**Parti dell'esercizio**
1. Nel brano sulla condanna di Pepè Flachi, quale pena detentiva ha inflitto il tribunale di Milano al boss?
2. Elenca tutti i reati per cui, secondo il brano sulla condanna di Pepè Flachi, il boss è stato condannato.

**Brano da leggere**
Una notizia che è passata in secondo piano, per via della giustificata attenzione dedicata ai risultati elettorali, ma che in un Paese senza memoria, assalito da corruzione e impunità, va invece sottolineata e fissata bene a mente, soprattutto se la coincidenza fortuita con l’appuntamento elettorale diventa il segno tangibile di quella parte d’Italia che non ha imparato la lezione. O forse l’ha imparata bene e adesso la sfrutta a proprio vantaggio. Pepè Flachi, il boss della Comasina (un quartiere di Milano), uno dei capi ‘ndrangheta storici della Lombardia, è stato condannato dal tribunale di Milano a venti anni e quattro mesi di reclusione per estorsione, smaltimento illecito di rifiuti e associazione a delinquere di stampo mafioso. Alla moglie del boss, i magistrati hanno anche sequestrato una polizza vita che prevedeva un premio di 25 mila euro l’anno.
Una condanna pesante per uno dei capiclan più influenti, arrestato due anni fa insieme ad altre 34 persone nell’ambito di un’operazione diretta a sgominare il potere delle ‘ndrine in Lombardia. Un potere ramificato che aveva portato il clan Flachi a controllare diversi settori dell’economia lombarda, a partire dalla movimentazione terra e dalla gestione della security dei locali e dei negozi in metropolitana, fino al ramo delle estorsioni ai danni delle paninoteche ambulanti. Un impero che è finito nel mirino dei giudici milanesi, che, nella sentenza di condanna (che ha riguardato il boss e altre 15 persone), hanno perfino previsto per Flachi e per altri affiliati la misura dell’assegnazione ad una colonia agricola per 3 anni dopo la fine della pena.

**Dati forniti**
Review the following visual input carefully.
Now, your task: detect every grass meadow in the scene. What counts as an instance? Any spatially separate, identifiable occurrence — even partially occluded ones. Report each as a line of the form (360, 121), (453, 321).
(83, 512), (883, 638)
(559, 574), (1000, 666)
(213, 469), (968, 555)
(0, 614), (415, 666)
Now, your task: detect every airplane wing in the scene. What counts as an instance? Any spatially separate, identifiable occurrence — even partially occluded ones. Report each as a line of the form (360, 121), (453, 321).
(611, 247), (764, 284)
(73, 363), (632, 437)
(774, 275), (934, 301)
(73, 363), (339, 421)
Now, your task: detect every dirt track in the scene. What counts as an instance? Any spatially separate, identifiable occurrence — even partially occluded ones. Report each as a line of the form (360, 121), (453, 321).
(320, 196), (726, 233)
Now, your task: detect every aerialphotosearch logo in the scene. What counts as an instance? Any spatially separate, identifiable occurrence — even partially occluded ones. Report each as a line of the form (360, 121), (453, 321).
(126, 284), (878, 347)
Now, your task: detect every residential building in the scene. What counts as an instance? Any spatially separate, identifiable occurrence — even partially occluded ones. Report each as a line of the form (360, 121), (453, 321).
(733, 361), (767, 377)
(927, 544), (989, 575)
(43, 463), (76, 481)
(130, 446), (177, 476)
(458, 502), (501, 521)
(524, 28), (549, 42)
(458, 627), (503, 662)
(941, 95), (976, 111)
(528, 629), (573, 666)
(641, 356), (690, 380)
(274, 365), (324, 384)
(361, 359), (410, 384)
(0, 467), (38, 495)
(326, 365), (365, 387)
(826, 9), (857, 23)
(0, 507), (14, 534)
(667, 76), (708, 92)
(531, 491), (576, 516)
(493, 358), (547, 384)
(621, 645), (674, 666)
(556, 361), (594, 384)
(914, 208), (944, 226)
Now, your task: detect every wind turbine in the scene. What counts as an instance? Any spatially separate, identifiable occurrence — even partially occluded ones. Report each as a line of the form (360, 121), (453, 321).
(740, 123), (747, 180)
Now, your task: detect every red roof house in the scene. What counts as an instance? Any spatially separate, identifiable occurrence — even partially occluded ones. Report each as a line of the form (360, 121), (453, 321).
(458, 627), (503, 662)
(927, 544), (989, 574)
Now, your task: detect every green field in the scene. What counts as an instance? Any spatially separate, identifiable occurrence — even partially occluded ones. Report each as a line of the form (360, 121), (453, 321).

**Soluzioni**
1. Venti anni e quattro mesi di reclusione.

2. Estorsione, smaltimento illecito di rifiuti e associazione a delinquere di stampo mafioso.